◆ What you are asked to do ◆
Carry on the seminar abstract about large-scale network dynamics, picking up right after its final sentence.

◆ Document extract ◆
○ ○ ○ ○
Fall 2017 Joint CSC@USC/CommNetS-MHI Seminar Series
Abstract
Today's technological world is increasingly dependent upon the reliability, robustness, quality of service and timeliness of networks including those of power distribution, financial, transportation, communication, biological, and social. For the time-critical functionality in transferring resources and information, a key requirement is the ability to adapt and reconfigure in response to structural and dynamic changes, while avoiding disruption of service and catastrophic failures. We will outline some of the major problems for the development of the necessary theory and tools that will permit the understanding of network dynamics in a multiscale manner.
Many interesting networks consist of a finite but very large number of nodes or agents that interact with each other. The main challenge when dealing with such networks is to understand and regulate the collective behavior. Our goal is to develop mathematical models and optimization tools for treating the Big Data nature of large scale networks while providing the means to understand and regulate the collective behavior and the dynamical interactions (short and long-range) across such networks.
○ ○ ○ ○
◆ Referring expression pointing data ◆
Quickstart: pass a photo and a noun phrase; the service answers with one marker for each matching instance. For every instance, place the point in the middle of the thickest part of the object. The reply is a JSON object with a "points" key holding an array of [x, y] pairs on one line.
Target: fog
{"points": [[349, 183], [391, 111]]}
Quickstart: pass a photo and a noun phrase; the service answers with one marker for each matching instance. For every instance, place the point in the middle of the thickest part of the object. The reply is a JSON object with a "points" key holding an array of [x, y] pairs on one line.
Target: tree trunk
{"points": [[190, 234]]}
○ ○ ○ ○
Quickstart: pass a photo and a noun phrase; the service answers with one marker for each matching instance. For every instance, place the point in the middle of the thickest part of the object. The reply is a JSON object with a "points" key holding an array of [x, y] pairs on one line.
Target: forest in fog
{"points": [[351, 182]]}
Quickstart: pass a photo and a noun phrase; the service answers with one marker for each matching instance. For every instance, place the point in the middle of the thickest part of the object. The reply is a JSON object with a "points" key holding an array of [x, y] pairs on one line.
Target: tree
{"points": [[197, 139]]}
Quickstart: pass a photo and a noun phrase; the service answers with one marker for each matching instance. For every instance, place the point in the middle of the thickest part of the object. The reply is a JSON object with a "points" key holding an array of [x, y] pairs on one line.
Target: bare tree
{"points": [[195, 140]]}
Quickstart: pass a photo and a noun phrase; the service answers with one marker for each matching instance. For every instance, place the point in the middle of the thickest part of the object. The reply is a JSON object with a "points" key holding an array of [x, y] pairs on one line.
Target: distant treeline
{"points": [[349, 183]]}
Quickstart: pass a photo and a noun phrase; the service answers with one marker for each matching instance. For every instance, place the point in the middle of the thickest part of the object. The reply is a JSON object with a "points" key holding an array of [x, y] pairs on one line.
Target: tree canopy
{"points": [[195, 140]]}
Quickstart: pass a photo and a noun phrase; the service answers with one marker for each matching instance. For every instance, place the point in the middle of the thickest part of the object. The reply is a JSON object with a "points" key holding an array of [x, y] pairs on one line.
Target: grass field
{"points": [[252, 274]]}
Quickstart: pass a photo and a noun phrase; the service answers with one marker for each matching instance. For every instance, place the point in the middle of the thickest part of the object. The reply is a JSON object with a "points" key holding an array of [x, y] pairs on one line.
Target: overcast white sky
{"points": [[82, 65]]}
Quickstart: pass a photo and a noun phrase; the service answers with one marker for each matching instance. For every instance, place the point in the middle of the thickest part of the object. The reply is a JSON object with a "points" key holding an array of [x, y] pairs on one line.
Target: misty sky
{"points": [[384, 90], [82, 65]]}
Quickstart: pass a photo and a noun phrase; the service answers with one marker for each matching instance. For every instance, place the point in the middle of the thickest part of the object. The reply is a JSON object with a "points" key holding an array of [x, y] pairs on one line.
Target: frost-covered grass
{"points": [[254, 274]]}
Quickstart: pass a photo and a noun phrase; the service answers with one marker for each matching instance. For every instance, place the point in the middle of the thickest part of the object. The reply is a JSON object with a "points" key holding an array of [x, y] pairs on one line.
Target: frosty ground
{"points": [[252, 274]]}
○ ○ ○ ○
◆ Output for this task ◆
The key mathematical technique will be based upon the use optimal mass transport theory and resulting notions of curvature applied to weighted graphs in order to characterize network robustness. Examples will be given from biology, finance, and transportation.
Biosketch
Allen Tannenbaum is an applied mathematician and presently Distinguished Professor of Computer Science and Applied Mathematics & Statistics at the State University of New York at Stony Brook. He is also Investigator of Medical Physics at Memorial Sloan Kettering Cancer Center in New York City.
Prof. Tannenbaum has done research in numerous areas including robust control, computer vision, and biomedical imaging, having more than 500 publications. He pioneered the field of robust control with the solution of the gain margin and phase margin problems using techniques from Nevanlinna–Pick interpolation theory, which was the first H-infinity type control problem solved. He was one of the first to introduce partial differential equations in computer vision and biomedical imaging co-inventing an affine-invariant heat equation for image enhancement. Tannenbaum and collaborators further formulated a new approach to optimal mass transport (Monge-Kantorovich) theory. In recent work, he has developed techniques using graph curvature ideas for analyzing the robustness of complex networks.
His work has won several awards including IEEE Fellow, O. Hugo Schuck Award of the American Automatic Control Council in 2007 (shared with S. Dambreville and Y. Rathi), and the George Taylor Award for Distinguished Research from the University of Minnesota in 1997. He has given numerous plenary talks at major conferences including the IEEE Conference on Decision and Control of the IEEE Control Systems Society in 2000, the International Symposium on the Mathematical Theory of Networks and Systems (MTNS) in 2012, and the SIAM Conference in 2017.